Natural language region descriptions:
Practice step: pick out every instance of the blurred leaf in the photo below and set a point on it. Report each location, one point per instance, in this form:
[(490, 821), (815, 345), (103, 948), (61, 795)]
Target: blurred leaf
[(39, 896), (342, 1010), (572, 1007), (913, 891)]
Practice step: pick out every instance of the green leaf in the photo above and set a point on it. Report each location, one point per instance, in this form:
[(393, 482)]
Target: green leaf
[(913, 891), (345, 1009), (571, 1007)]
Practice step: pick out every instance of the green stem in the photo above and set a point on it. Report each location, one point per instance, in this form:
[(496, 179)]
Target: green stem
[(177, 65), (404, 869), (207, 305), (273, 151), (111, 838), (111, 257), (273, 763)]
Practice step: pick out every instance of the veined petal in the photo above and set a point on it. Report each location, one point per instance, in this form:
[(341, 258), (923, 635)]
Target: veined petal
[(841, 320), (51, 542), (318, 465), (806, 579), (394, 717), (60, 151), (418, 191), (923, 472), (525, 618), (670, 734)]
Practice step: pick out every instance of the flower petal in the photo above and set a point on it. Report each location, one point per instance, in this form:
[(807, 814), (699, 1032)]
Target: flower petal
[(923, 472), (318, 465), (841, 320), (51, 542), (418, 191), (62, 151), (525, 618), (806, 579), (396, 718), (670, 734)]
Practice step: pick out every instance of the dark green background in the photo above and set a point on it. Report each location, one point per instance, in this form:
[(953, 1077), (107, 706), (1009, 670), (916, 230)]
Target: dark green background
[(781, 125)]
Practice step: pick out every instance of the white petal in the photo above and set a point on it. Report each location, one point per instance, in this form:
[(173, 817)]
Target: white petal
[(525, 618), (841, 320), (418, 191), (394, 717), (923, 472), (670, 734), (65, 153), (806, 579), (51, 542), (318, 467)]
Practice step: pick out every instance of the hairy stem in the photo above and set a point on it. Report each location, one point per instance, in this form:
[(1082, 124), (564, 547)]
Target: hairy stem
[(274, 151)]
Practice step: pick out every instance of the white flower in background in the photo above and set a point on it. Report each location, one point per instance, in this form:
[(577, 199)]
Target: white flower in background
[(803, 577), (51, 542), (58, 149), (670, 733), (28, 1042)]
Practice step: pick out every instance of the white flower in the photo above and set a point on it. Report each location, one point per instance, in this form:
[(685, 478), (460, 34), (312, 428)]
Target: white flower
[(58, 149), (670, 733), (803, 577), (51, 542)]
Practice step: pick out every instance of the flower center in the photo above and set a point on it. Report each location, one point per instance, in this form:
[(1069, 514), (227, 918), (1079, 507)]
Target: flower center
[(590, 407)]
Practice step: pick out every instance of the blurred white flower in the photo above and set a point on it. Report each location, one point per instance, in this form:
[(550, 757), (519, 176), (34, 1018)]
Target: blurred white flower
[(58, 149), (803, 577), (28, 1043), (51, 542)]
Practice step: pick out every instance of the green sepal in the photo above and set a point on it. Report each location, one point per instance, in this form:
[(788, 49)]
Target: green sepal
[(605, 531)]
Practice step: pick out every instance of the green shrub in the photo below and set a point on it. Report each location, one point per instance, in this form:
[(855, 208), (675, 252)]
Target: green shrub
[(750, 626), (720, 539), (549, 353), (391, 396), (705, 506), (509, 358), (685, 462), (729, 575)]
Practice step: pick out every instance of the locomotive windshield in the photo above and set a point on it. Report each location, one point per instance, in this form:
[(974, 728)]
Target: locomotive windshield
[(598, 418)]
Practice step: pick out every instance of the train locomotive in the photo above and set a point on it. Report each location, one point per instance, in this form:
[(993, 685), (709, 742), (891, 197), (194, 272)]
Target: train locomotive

§ **AIM OF THE TASK**: Using the data above, restate every record word for word.

§ **SOLUTION BELOW**:
Practice step: pick out every instance of the blurred leaf in the photo below and set a point on it. Report each location, one point per instance, in this form:
[(490, 821), (815, 345), (103, 948), (61, 795)]
Target: blurred leaf
[(39, 896), (342, 1010), (572, 1007), (913, 891)]
Practice step: pick out every instance of the green leaf in the photo above and set a point on it. Report each location, one point per instance, in this form:
[(393, 482)]
Target: green leaf
[(913, 891), (345, 1009), (571, 1007)]
Practice step: pick out every instance of the green stem in the photo above and set a point on it. Report each location, one point per instance, in this form:
[(496, 179)]
Target: green stem
[(177, 65), (404, 869), (207, 305), (273, 151), (111, 838), (111, 257), (273, 763)]
Practice step: pick out every instance of the veined petal in the photo above and set a point on it. Report each location, one point per instance, in this form:
[(341, 258), (923, 635)]
Target: veined petal
[(841, 320), (51, 542), (318, 465), (806, 579), (394, 717), (60, 151), (418, 191), (923, 472), (525, 618), (670, 734)]
Practice step: pick out every instance of the flower petal in the photo above and set a point on it. Report each location, one point per instance, in this form:
[(807, 814), (699, 1032)]
Target: flower petal
[(923, 472), (318, 465), (841, 320), (51, 542), (418, 191), (62, 151), (525, 618), (806, 579), (396, 718), (670, 734)]
Practice step: pick out every instance of the dark green background in the photo above and set a point on it. Report each location, one point per instance, in this form:
[(953, 1077), (107, 706), (1009, 670), (916, 230)]
Target: dark green background
[(781, 125)]
Practice step: pick out every instance of the white petal in the photo above and set a point on it. Report each location, one point per instance, in this form:
[(173, 817)]
Target: white petal
[(525, 618), (841, 320), (418, 191), (394, 717), (923, 472), (670, 734), (65, 153), (806, 579), (51, 542), (318, 467)]
Practice step: pick out every instance of the hairy stem in the photo above and set a point on it. Report each location, one point per instance, in this form:
[(1082, 124), (564, 547)]
Target: hairy stem
[(274, 151)]
Practice step: pick out every instance of the white flower in background in the photo above and set a point on it. Report each location, one point per instance, in this form:
[(577, 199)]
Target: white flower in background
[(803, 577), (51, 542), (58, 149), (670, 733), (28, 1042)]
Practice step: pick out every instance of the white flower in the photo above and set a point on it. Report each location, one point per instance, in this form:
[(685, 478), (460, 34), (312, 428)]
Target: white flower
[(58, 149), (670, 733), (803, 577), (51, 542)]
Practice step: pick out every instance of the flower center in the photo above and set a point on it. Report each location, one point per instance, in this form:
[(1069, 514), (227, 918), (1079, 507)]
Target: flower center
[(590, 407)]
Practice step: pick out every instance of the blurred white flower in the photo above and set a point on it. Report each location, one point per instance, in this form:
[(550, 757), (519, 176), (34, 1018)]
Target: blurred white flower
[(58, 149), (803, 577), (28, 1043), (51, 542)]
Practice step: pick out every instance of the green sepal in the photo above and set a point on it. Report each location, one point per instance, in this form:
[(788, 49)]
Target: green sepal
[(605, 531)]
Practice step: pick out every instance of the green shrub in the photo below and set a point on it. Report each location, one point per instance, in this form:
[(855, 208), (675, 252)]
Target: green shrub
[(750, 626), (720, 539), (549, 353), (391, 396), (705, 506), (509, 358), (685, 462), (729, 575)]
Practice step: pick out every instance of the locomotive windshield in the photo above and set a point on it. Report each location, one point per instance, in this form:
[(974, 728)]
Target: locomotive windshield
[(598, 418)]
Practice step: pick out every instance of the train locomotive in the photo above and set a point on it. Report each location, one point per instance, in this form:
[(993, 685), (709, 742), (891, 197), (194, 272)]
Target: train locomotive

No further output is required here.